◆ TASK GOAL ◆
Copy every record word for word.

◆ MATERIALS PROVIDED ◆

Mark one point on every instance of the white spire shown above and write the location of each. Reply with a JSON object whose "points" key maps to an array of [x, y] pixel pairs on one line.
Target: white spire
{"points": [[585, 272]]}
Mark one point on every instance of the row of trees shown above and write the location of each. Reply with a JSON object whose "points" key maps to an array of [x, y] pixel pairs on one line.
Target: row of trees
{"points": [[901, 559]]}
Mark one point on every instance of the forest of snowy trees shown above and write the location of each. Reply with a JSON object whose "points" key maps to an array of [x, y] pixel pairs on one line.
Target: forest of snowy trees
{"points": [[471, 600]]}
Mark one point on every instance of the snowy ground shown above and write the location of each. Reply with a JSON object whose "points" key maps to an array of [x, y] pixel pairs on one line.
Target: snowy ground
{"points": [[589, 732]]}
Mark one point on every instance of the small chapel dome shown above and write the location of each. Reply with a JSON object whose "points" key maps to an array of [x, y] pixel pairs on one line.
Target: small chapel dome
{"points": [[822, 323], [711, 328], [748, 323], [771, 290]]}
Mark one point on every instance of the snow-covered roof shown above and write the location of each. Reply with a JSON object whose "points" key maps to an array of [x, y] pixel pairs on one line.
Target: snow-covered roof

◆ ANSWER FOR THE TASK ◆
Mark one point on every instance of the white spire shown above and write the location of each. Reply with a JSON object whose "points" key maps to an array of [x, y] pixel pairs on one line.
Target: white spire
{"points": [[585, 272]]}
Mark one point on every instance of the row of trees shown above and write the location of each. Reply with a JSON object whose "points" key maps to an array of [x, y] pixel pairs on one line.
Target: row of trees
{"points": [[901, 559]]}
Mark one point on every instance of the forest of snowy trees shown above and write the location of each. Reply with a JSON object whose "points" key maps to an array of [x, y] pixel pairs on one line.
Target: forest of snowy trees
{"points": [[471, 600]]}
Mark one point on every instance of the snowy ground shown above and write the location of each. Reply with a JSON object whose "points" key maps to an array of [x, y] pixel pairs on one line.
Target: snowy ground
{"points": [[589, 732]]}
Mark one point on every instance of the small chapel dome shown above and write the location of each. Reply with a JSON object whose "points" key maps to an array of [x, y] pixel pairs on one line.
Target: small chapel dome
{"points": [[822, 323], [711, 328], [748, 323], [771, 290]]}
Mark one point on every instance of the snow-covered roof shown above and write the location of each. Reply with a JSON object whose "points" key maps to an array of [x, y] pixel pairs on one line.
Target: snow-covered roof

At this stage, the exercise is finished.